→ EXTRACTED RECORDS:
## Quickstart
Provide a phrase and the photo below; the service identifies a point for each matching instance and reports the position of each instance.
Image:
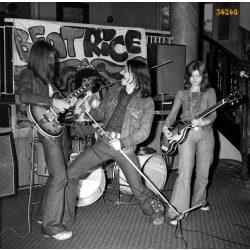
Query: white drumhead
(91, 188)
(154, 167)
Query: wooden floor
(225, 225)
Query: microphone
(243, 74)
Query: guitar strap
(194, 111)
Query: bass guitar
(46, 118)
(180, 129)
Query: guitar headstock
(90, 80)
(233, 97)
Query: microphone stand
(178, 214)
(178, 228)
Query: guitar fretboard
(205, 113)
(80, 90)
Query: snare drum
(91, 188)
(154, 167)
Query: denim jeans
(197, 150)
(51, 207)
(88, 160)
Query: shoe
(173, 222)
(205, 208)
(61, 236)
(158, 214)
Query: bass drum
(154, 167)
(91, 188)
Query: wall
(137, 14)
(244, 15)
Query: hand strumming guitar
(166, 132)
(200, 122)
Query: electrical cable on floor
(28, 214)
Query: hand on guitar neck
(61, 105)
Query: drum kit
(92, 187)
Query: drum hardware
(154, 167)
(117, 185)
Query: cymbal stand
(117, 187)
(135, 167)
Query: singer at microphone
(126, 113)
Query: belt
(111, 134)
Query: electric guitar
(180, 129)
(46, 118)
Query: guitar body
(45, 120)
(179, 136)
(180, 129)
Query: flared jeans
(196, 152)
(88, 161)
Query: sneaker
(61, 236)
(173, 222)
(158, 215)
(205, 208)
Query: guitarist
(196, 97)
(35, 88)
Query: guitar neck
(205, 113)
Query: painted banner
(106, 47)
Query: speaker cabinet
(4, 115)
(167, 78)
(8, 165)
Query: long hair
(201, 67)
(42, 61)
(142, 77)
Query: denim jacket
(138, 118)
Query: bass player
(198, 149)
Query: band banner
(106, 47)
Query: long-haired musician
(126, 113)
(36, 88)
(198, 148)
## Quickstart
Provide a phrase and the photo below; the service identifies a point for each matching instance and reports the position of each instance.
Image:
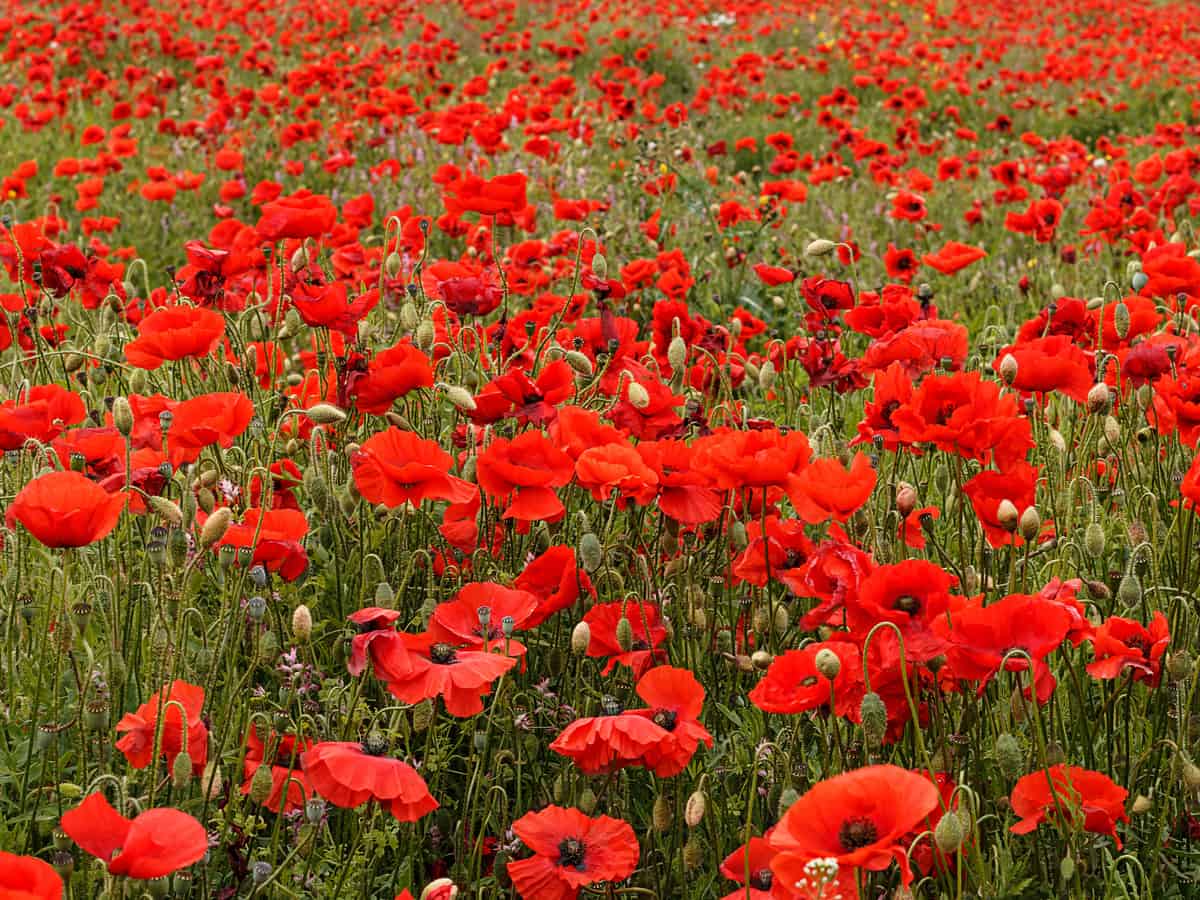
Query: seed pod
(1009, 756)
(949, 832)
(828, 664)
(301, 623)
(168, 510)
(660, 816)
(874, 715)
(215, 527)
(181, 771)
(694, 811)
(625, 635)
(123, 415)
(591, 552)
(639, 397)
(325, 414)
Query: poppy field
(609, 449)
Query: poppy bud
(1098, 399)
(587, 803)
(625, 635)
(123, 415)
(660, 816)
(1030, 523)
(591, 552)
(301, 623)
(423, 715)
(738, 538)
(1008, 369)
(441, 885)
(949, 832)
(325, 414)
(426, 335)
(694, 811)
(1179, 666)
(1007, 515)
(168, 510)
(1129, 589)
(1009, 756)
(639, 396)
(215, 527)
(874, 715)
(828, 664)
(579, 363)
(181, 771)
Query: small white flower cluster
(820, 874)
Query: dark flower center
(909, 604)
(856, 833)
(570, 853)
(443, 654)
(375, 745)
(761, 880)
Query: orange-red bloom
(349, 774)
(64, 509)
(570, 851)
(156, 843)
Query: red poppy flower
(648, 634)
(156, 843)
(570, 851)
(900, 264)
(964, 414)
(1050, 364)
(175, 333)
(282, 754)
(988, 490)
(303, 215)
(457, 621)
(857, 819)
(556, 580)
(982, 636)
(1123, 645)
(276, 537)
(349, 774)
(396, 467)
(424, 666)
(523, 473)
(1073, 792)
(41, 413)
(737, 864)
(471, 193)
(28, 879)
(605, 743)
(141, 726)
(910, 594)
(676, 700)
(735, 460)
(953, 257)
(65, 509)
(205, 420)
(793, 684)
(826, 490)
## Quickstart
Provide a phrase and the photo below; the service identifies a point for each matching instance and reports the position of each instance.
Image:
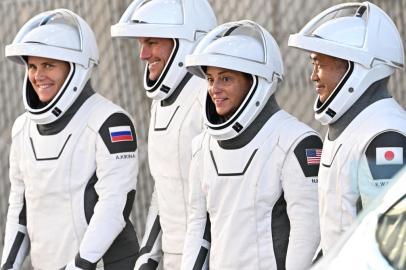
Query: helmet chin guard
(360, 33)
(246, 47)
(184, 21)
(62, 35)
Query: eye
(226, 79)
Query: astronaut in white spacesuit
(73, 158)
(355, 48)
(166, 31)
(253, 178)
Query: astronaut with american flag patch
(354, 48)
(73, 158)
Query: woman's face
(47, 76)
(227, 89)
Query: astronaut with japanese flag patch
(354, 48)
(73, 157)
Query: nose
(145, 52)
(215, 87)
(39, 74)
(313, 76)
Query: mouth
(219, 101)
(152, 64)
(319, 88)
(44, 86)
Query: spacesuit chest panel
(51, 161)
(171, 131)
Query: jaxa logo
(125, 156)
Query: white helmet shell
(184, 21)
(246, 47)
(62, 35)
(360, 33)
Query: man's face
(327, 73)
(227, 89)
(156, 52)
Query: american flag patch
(313, 156)
(121, 134)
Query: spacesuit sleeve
(299, 183)
(382, 158)
(198, 238)
(116, 170)
(151, 246)
(16, 243)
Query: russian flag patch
(121, 134)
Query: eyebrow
(220, 73)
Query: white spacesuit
(73, 160)
(253, 178)
(366, 140)
(176, 117)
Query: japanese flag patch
(120, 134)
(389, 155)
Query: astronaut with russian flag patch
(354, 49)
(73, 157)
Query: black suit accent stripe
(129, 205)
(280, 226)
(207, 229)
(84, 264)
(201, 257)
(153, 235)
(150, 265)
(18, 241)
(50, 158)
(22, 217)
(90, 197)
(233, 174)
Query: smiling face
(156, 52)
(47, 76)
(327, 73)
(227, 89)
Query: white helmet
(361, 33)
(184, 21)
(246, 47)
(58, 34)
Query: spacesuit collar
(270, 108)
(377, 91)
(61, 123)
(172, 98)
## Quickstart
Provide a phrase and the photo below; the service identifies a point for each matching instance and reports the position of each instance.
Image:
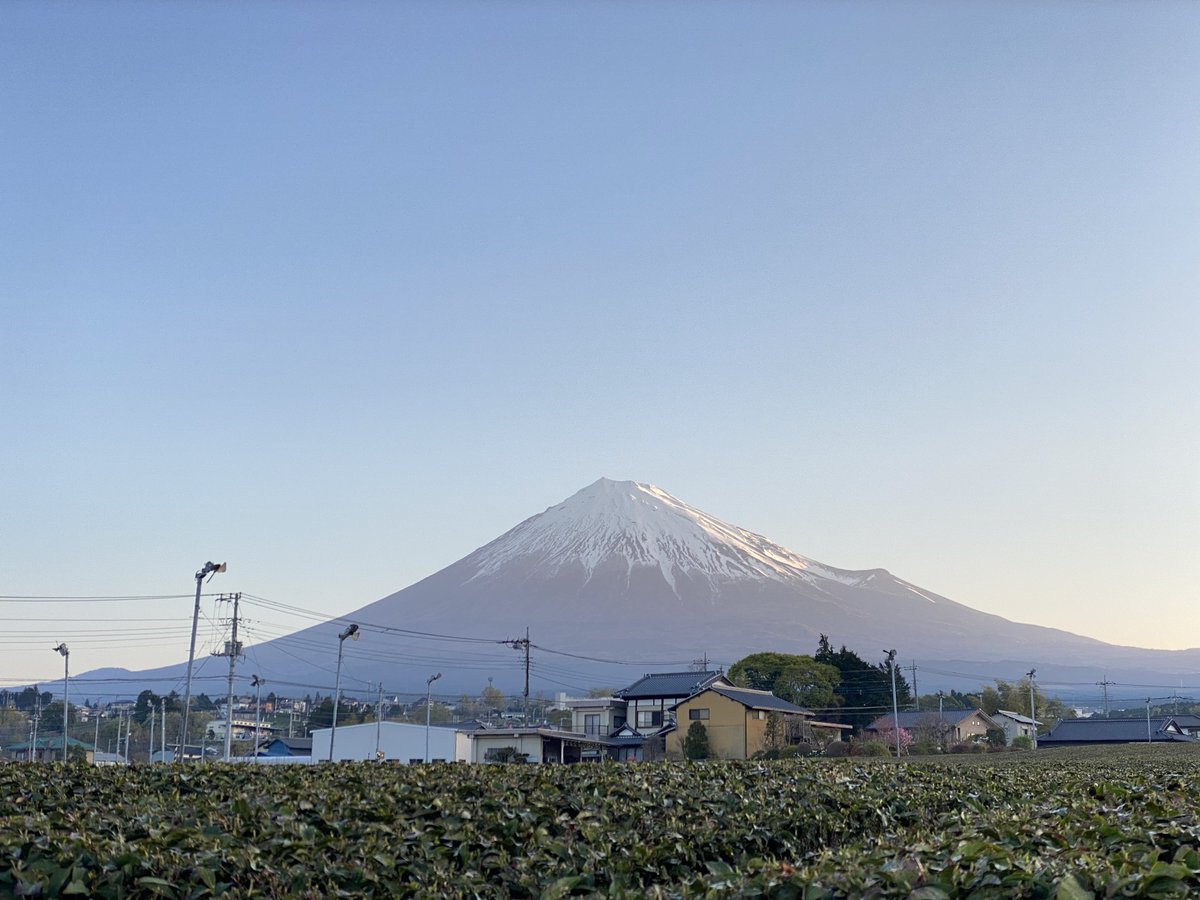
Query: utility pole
(37, 715)
(895, 709)
(379, 720)
(1033, 712)
(522, 643)
(941, 721)
(1104, 685)
(233, 651)
(258, 709)
(66, 706)
(208, 569)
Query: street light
(209, 569)
(895, 708)
(351, 631)
(66, 707)
(429, 694)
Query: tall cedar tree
(864, 690)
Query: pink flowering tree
(888, 736)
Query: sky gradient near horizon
(341, 292)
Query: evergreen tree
(864, 690)
(695, 744)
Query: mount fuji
(623, 579)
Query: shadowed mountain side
(633, 579)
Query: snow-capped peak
(646, 527)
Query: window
(649, 718)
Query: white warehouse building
(399, 742)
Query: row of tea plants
(1051, 823)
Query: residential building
(1015, 725)
(949, 726)
(394, 742)
(533, 744)
(651, 700)
(1133, 730)
(595, 717)
(286, 747)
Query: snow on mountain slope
(645, 526)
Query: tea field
(1054, 825)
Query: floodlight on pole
(895, 707)
(351, 631)
(1033, 713)
(66, 706)
(429, 695)
(207, 570)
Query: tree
(1014, 696)
(808, 683)
(863, 690)
(145, 707)
(695, 744)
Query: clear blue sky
(340, 292)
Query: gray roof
(1113, 731)
(669, 684)
(925, 718)
(292, 743)
(1017, 717)
(759, 700)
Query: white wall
(399, 741)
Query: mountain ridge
(622, 577)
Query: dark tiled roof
(669, 684)
(1017, 717)
(924, 718)
(293, 743)
(1110, 731)
(759, 700)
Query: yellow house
(735, 718)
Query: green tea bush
(1039, 825)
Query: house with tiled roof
(1132, 730)
(736, 720)
(1015, 725)
(947, 726)
(651, 699)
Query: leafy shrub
(1071, 823)
(924, 747)
(874, 748)
(695, 744)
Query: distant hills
(622, 579)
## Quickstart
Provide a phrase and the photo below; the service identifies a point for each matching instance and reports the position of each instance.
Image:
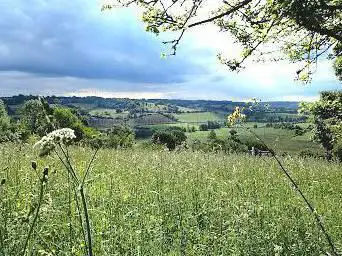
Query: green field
(107, 112)
(144, 202)
(281, 140)
(200, 117)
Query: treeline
(140, 105)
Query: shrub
(203, 127)
(171, 137)
(212, 135)
(119, 136)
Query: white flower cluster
(49, 142)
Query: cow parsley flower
(50, 141)
(236, 116)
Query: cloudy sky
(65, 47)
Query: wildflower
(49, 142)
(236, 116)
(34, 165)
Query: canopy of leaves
(35, 116)
(327, 118)
(298, 30)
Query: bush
(119, 137)
(203, 127)
(212, 135)
(338, 152)
(171, 137)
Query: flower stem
(41, 193)
(87, 222)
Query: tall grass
(145, 202)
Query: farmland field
(144, 202)
(200, 117)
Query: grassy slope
(159, 203)
(199, 117)
(278, 139)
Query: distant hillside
(148, 105)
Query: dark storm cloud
(72, 38)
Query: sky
(71, 48)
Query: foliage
(170, 137)
(118, 137)
(65, 118)
(212, 135)
(36, 118)
(327, 118)
(300, 30)
(203, 127)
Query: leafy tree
(4, 118)
(171, 137)
(212, 135)
(65, 118)
(327, 118)
(35, 116)
(203, 127)
(299, 30)
(118, 137)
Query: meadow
(280, 140)
(156, 202)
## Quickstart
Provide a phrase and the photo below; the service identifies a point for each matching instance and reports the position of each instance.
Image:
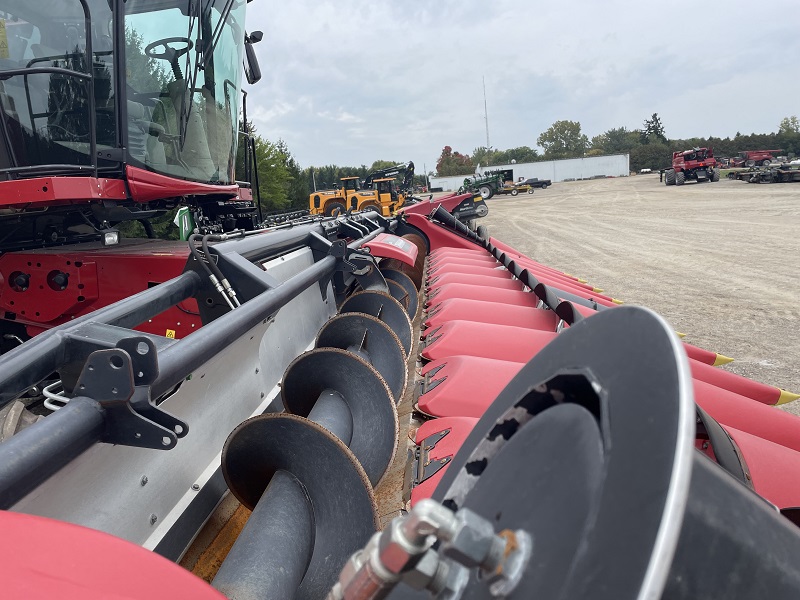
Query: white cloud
(352, 81)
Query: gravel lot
(718, 260)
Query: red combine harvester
(105, 121)
(565, 444)
(696, 164)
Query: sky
(348, 82)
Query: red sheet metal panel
(464, 386)
(45, 559)
(735, 383)
(482, 292)
(460, 309)
(498, 283)
(769, 463)
(96, 276)
(502, 342)
(52, 191)
(146, 186)
(386, 245)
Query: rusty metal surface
(389, 493)
(215, 540)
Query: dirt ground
(718, 260)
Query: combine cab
(563, 446)
(111, 115)
(696, 164)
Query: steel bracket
(354, 261)
(110, 378)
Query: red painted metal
(472, 265)
(97, 276)
(761, 392)
(462, 290)
(391, 246)
(54, 191)
(469, 384)
(438, 237)
(481, 292)
(501, 342)
(755, 418)
(460, 309)
(498, 283)
(486, 271)
(425, 207)
(768, 464)
(45, 559)
(147, 186)
(459, 428)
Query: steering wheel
(170, 54)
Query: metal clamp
(360, 263)
(120, 384)
(404, 552)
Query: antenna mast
(486, 114)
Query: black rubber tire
(333, 206)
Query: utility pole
(486, 118)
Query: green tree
(563, 139)
(653, 130)
(615, 141)
(651, 156)
(454, 163)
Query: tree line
(648, 147)
(285, 185)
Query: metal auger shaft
(293, 468)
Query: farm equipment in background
(696, 164)
(143, 381)
(378, 192)
(486, 185)
(775, 174)
(535, 182)
(289, 400)
(515, 188)
(754, 158)
(337, 200)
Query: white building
(568, 169)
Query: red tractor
(752, 158)
(696, 164)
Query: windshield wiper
(203, 59)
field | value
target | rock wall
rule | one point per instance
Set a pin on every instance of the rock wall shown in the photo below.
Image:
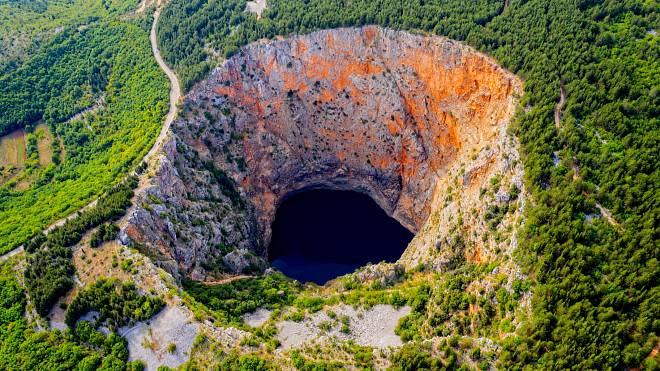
(402, 117)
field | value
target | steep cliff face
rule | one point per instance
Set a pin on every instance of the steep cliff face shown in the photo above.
(416, 122)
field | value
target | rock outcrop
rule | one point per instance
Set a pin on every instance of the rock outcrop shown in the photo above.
(418, 123)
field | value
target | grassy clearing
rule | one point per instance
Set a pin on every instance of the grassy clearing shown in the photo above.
(44, 144)
(12, 149)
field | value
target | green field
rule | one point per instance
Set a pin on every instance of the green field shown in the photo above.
(110, 56)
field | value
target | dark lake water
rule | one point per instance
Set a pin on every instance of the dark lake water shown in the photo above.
(322, 234)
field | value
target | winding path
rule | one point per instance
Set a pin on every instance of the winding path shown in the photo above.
(175, 95)
(560, 105)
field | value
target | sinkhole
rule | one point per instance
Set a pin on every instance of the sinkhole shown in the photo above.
(320, 234)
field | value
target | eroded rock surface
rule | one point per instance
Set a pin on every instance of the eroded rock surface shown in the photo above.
(407, 119)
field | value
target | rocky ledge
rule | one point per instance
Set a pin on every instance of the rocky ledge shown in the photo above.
(417, 122)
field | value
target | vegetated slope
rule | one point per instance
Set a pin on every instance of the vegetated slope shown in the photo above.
(26, 25)
(111, 58)
(596, 292)
(24, 348)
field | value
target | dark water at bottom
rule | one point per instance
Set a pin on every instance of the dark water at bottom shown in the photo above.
(322, 234)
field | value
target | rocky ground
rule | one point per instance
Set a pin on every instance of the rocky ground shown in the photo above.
(418, 123)
(373, 327)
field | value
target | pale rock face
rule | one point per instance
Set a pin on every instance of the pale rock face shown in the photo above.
(398, 116)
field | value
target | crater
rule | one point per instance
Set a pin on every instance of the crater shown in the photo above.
(417, 123)
(321, 234)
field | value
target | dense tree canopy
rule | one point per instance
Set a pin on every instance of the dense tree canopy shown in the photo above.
(596, 302)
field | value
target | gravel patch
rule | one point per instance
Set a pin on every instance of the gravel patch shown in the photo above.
(257, 318)
(149, 341)
(372, 327)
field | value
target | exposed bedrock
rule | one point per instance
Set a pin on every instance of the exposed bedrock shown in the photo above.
(399, 116)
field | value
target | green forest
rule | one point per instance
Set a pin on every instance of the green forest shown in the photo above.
(596, 297)
(105, 59)
(24, 348)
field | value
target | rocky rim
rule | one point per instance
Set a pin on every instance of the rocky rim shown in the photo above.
(418, 123)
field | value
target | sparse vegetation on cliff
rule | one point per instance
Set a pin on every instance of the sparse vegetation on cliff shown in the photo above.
(119, 304)
(586, 312)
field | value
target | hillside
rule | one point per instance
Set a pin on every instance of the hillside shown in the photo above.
(516, 139)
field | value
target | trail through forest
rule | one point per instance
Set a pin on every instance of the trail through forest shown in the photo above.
(175, 95)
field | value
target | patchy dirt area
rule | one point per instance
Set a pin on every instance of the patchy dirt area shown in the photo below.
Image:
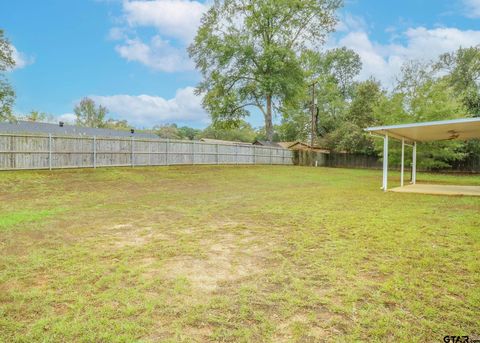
(222, 262)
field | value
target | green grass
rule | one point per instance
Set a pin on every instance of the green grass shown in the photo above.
(234, 253)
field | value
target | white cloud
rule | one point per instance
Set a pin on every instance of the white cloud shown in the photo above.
(472, 8)
(158, 54)
(176, 23)
(149, 110)
(21, 60)
(383, 61)
(172, 18)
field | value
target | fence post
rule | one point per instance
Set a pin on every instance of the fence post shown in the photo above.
(50, 151)
(132, 154)
(94, 152)
(166, 151)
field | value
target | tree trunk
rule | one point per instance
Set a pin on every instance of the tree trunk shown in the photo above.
(268, 119)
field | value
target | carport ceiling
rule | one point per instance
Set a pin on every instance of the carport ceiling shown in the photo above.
(457, 129)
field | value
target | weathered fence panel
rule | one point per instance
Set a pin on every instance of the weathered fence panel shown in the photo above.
(18, 151)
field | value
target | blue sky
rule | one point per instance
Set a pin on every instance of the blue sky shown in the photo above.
(130, 55)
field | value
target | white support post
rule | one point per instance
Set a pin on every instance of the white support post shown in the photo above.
(94, 152)
(385, 162)
(414, 163)
(402, 168)
(166, 151)
(50, 151)
(150, 153)
(132, 156)
(193, 152)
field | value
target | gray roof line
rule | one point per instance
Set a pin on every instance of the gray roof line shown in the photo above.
(429, 123)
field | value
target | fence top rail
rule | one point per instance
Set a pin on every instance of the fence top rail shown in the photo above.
(159, 140)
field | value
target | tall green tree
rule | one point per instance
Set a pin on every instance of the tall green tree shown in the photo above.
(89, 114)
(7, 94)
(463, 67)
(248, 52)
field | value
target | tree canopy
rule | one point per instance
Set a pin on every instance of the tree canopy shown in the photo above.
(89, 115)
(249, 53)
(7, 94)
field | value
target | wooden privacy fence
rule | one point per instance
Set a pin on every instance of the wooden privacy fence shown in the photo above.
(19, 151)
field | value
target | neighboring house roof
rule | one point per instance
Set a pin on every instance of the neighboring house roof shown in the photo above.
(219, 141)
(70, 130)
(267, 143)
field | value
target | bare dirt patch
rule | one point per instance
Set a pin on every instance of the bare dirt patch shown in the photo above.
(223, 262)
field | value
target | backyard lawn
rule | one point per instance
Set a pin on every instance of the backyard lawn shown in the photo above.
(234, 253)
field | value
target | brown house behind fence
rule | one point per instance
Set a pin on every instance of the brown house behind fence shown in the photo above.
(294, 146)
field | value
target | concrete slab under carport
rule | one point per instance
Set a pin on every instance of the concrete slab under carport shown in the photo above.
(438, 189)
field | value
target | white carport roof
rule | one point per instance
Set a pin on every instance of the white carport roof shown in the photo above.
(460, 129)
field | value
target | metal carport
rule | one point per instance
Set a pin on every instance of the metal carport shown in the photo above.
(411, 134)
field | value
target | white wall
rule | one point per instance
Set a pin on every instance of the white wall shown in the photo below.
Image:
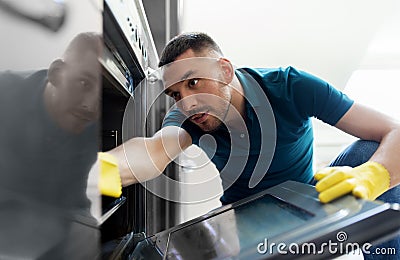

→ EXERCISE BRIEF: Wherever the string "patchy" occurs in a line of the listing above, count that line, and report only the total.

→ EXERCISE SOLUTION: 2